> **WHAT THE TASK REQUIRES**: When you reproduce the data, keep every word exactly as it stands and leave the pictures out.

Point localization data:

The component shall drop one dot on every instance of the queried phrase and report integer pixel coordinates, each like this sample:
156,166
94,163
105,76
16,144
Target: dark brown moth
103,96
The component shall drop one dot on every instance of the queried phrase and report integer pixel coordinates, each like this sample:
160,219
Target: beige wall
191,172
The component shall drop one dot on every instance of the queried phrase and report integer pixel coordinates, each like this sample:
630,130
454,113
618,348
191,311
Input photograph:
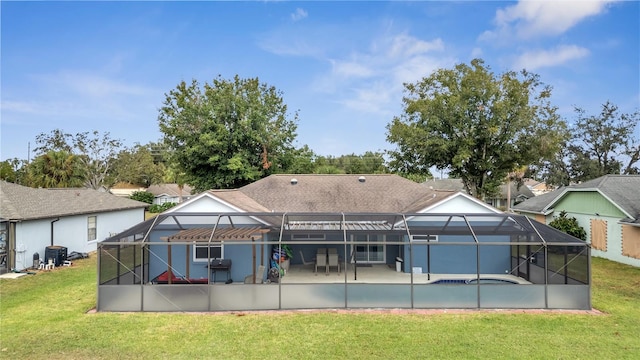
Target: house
538,187
517,194
124,189
339,241
33,219
608,208
170,193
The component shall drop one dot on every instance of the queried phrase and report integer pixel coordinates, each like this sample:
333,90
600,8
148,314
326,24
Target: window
424,238
201,252
92,233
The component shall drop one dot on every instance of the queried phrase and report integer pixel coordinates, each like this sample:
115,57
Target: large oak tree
478,125
228,133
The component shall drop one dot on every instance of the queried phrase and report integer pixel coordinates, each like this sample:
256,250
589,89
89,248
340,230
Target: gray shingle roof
623,190
341,193
24,203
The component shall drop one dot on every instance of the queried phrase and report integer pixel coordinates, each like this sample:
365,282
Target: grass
45,316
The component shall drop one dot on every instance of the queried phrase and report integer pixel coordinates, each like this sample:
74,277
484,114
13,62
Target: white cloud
476,53
532,60
371,81
299,14
534,18
85,95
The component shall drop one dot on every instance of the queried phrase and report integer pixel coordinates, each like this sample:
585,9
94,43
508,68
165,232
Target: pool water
474,281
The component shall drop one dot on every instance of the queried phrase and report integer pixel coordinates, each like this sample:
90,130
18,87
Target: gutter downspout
58,219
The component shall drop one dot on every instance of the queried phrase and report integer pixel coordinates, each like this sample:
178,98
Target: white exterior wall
31,237
70,232
461,205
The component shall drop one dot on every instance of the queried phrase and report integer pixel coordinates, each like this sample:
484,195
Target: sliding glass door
369,248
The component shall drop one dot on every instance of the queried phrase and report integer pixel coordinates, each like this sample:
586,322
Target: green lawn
44,316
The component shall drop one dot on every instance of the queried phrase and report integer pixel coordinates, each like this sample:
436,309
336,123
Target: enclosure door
366,250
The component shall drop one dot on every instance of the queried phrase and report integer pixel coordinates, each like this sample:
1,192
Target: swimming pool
475,281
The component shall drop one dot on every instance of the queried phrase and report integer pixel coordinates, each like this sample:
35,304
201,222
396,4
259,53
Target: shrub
143,196
158,208
569,225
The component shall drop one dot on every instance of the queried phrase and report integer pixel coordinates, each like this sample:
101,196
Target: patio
376,274
529,264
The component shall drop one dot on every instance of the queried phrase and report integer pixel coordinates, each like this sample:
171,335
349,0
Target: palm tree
56,169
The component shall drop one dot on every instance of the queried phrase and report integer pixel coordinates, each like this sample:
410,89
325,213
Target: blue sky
84,66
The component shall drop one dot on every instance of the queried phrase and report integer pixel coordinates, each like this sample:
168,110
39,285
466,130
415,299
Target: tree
95,151
601,144
136,166
143,196
478,125
569,225
13,170
228,133
56,169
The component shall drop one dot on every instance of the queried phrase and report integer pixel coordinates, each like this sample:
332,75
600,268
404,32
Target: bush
143,196
569,225
155,208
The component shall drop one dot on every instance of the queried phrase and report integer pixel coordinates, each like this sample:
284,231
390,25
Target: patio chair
259,275
333,261
305,262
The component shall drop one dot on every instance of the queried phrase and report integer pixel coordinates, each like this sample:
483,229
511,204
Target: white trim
424,238
214,198
317,236
468,197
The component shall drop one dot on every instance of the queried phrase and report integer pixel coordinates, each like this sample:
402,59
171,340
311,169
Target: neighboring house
538,187
170,193
339,241
517,194
608,208
33,219
123,189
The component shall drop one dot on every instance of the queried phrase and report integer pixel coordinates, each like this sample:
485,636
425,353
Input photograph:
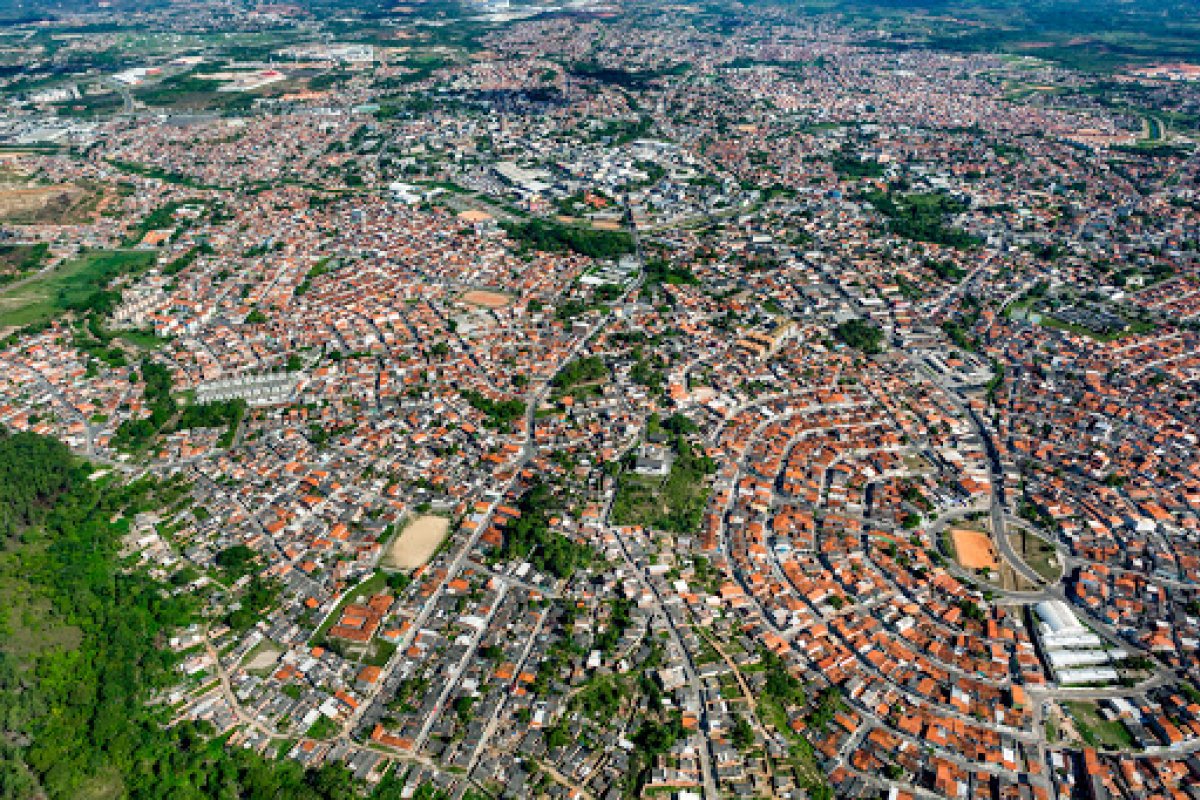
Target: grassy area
370,587
1038,554
323,728
1095,729
675,503
142,340
71,286
17,260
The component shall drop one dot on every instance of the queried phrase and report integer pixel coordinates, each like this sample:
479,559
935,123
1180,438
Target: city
604,401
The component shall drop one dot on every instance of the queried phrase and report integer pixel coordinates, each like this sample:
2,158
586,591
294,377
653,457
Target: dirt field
975,549
263,656
487,299
60,204
417,543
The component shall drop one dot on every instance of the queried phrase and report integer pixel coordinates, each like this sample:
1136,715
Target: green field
70,286
1096,731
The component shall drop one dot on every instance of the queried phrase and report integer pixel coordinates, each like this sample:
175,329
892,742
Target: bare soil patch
418,542
975,549
487,299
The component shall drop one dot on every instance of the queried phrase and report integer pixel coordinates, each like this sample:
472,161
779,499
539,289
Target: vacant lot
264,656
66,287
1038,554
59,204
17,260
975,549
418,542
487,299
1095,729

> **THE ANSWER**:
The component shall drop one dot on every instance of the queried phrase and report integer pixel coordinates, each like this sample:
156,166
94,163
105,76
16,144
Target: dark brown moth
103,96
The component shall drop one dot on every instance of the queried phrase and report integer pixel coordinates, each like this sample:
160,219
Target: beige wall
191,172
The component shall drop one dot on every instance of the queried phrase and report integer pixel coordinates, each like this sample:
630,130
454,113
618,348
191,311
Input photograph:
Target: house
538,187
517,194
124,189
339,241
33,219
608,208
170,193
The component shall drop one dot on every instance of the queried phrase and report integer pixel coordinates, each like this sample:
333,90
600,8
148,314
326,24
Target: window
424,238
201,252
92,233
The component shall drop one dot on every instance of the queried phrase and report integer pixel coordinates, each like this sample:
115,57
Target: large oak tree
478,125
228,133
The component shall drop one dot on every instance of the queried phrase and report integer pixel coordinates, each like this sample:
256,250
589,89
89,248
340,230
Target: gray shingle roof
623,190
341,193
24,203
The component shall drop one dot on every instance of the queried phrase and report integer pixel coordinates, each like this sample:
365,282
Target: grass
45,316
The component shall drop one dot on every instance of the queried phrase and report integer pixel coordinates, each like this sample:
74,277
484,114
13,62
Target: white cloud
476,53
532,60
371,81
299,14
534,18
85,95
The component shall drop one dot on every instance of the queried phrase and report integer pixel coordinates, each like this sample:
585,9
94,43
508,68
165,232
Target: pool water
474,281
The component shall drop one dot on every instance of the queried phrase and report integer pixel coordinates, each like this sample:
90,130
18,87
Target: gutter downspout
58,219
The component shall drop one dot on every instance of the queried phrase and report integer pixel coordinates, each like this sample:
178,98
Target: white exterior wall
31,237
70,232
461,205
The component shall drop one dot on every instance of the queried phrase and report integer pixel coordinates, each like this sample:
484,195
Target: sliding glass door
369,248
The component shall drop one dot on every instance of the queried phrase and report integer pixel coordinates, each like this sample:
586,322
Target: green lawn
44,316
The component shall drop one dot on every instance of the queried phrase and report integer pixel coordinates, each like this sample:
436,309
336,123
Target: enclosure door
366,250
The component shall drop one dot on every instance of the queried phrase and report integer pixel coordinates, each like this sample:
1,192
Target: swimming pool
475,281
The component shall drop one dot on every instance of the queried phrase and report integer pixel coordinates, each like this sample:
35,304
201,222
396,4
259,53
Target: shrub
143,196
158,208
569,225
The component shall drop one dot on every instance of the queried phrase and report integer pixel coordinates, each like this sample:
101,196
Target: patio
376,274
529,264
The component shall drop one dot on every instance of the queried phrase and report integer pixel coordinates, each like this sample:
171,335
349,0
Target: palm tree
56,169
The component shall drop one dot on every instance of the queried phrase and report integer pixel coordinates, each like this sample:
410,89
325,213
Target: blue sky
84,66
The component shall drop one dot on every instance of the queried phrase and report integer pixel coordinates, each like this sample:
168,110
39,285
466,130
415,299
Target: tree
95,151
601,144
136,166
143,196
478,125
569,225
13,170
228,133
56,169
The component shall drop one dot on every instance of the queried phrase and report integer pixel coordinates, each like this sample:
332,75
600,268
404,32
Target: bush
143,196
569,225
155,208
The component shall drop one dot on every instance of the queried phrase and report integer pixel coordinates, each like this sample:
284,231
390,25
Target: patio chair
259,275
333,261
305,262
The component shall drop one dot on every instance of the queried phrase and report integer pixel coordinates, each like this sample:
483,229
511,204
Target: white trim
424,238
214,198
317,236
468,197
The component shall drop one dot on every instance of the queried phrase and report integer pixel coordinates, each like this sample:
402,59
171,340
311,169
Target: neighboring house
538,187
170,193
339,241
517,194
608,208
33,219
123,189
The component shall drop one dot on every instance of the queried phrase and report integer pixel coordinates, each like this sample:
485,636
425,353
Input photograph:
Target: grassy area
370,587
1038,554
323,728
1095,729
675,503
142,340
71,286
17,260
The component shall drop one dot on every instance of the queried phrase and report integer pixel coordinates, each like this sample:
479,559
935,123
1180,438
Target: city
604,401
The component shall drop one dot on every instance of the queried phrase and report integer pixel coordinates, each like this sample:
2,158
586,591
294,377
653,457
Target: dirt field
975,549
263,656
487,299
60,204
417,543
The component shall drop one dot on every instance of the queried phrase and report integer pixel coordinates, each like this sample:
1136,715
Target: green field
70,286
1096,731
The component shall drop one dot on every instance of the queried phrase and report integer pixel coordinates, each like this sample:
175,329
892,742
Target: bare soil patch
418,542
975,549
487,299
The component shall drop one dot on every instance of the queried phrase and report integer pixel coordinates, each like this sample:
472,161
779,499
539,289
Target: vacant lot
264,656
66,287
1038,554
59,204
17,260
975,549
418,542
487,299
1095,729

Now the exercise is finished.